>> BEGIN DATA SECTION
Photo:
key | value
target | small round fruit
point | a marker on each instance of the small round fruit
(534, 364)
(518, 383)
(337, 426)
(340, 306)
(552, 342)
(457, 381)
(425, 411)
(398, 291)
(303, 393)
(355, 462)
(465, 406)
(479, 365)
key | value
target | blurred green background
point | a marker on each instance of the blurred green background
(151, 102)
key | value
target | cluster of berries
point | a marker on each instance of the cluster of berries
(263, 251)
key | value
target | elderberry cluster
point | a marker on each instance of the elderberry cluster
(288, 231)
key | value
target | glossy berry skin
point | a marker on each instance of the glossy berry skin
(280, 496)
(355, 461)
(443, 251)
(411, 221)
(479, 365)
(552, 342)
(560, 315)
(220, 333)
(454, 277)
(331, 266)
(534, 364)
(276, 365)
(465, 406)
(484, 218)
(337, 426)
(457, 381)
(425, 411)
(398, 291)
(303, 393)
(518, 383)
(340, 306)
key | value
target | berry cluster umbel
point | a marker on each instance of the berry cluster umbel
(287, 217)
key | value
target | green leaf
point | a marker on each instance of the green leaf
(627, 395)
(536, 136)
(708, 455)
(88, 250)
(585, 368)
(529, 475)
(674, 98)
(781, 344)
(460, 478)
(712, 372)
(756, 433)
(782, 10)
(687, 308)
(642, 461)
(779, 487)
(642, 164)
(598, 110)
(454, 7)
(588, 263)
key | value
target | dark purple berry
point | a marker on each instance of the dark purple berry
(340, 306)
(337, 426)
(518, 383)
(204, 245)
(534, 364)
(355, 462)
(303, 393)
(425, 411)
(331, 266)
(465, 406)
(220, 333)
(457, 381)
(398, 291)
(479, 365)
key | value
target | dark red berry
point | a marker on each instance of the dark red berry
>> END DATA SECTION
DIRECTIONS
Locate every line in the data above that contains the word "marker" and copy each of those lines in full.

EXPECTED OUTPUT
point | a marker on each instance of the small round fruit
point | a marker on each instance of the blurred green background
point | a marker on each instance of the cluster of berries
point | a marker on each instance of the elderberry cluster
point | a marker on each instance of the glossy berry skin
point | a marker on each instance of the berry cluster umbel
point | a marker on each instance of the green leaf
point | a marker on each instance of the dark purple berry
point | a marker on each instance of the dark red berry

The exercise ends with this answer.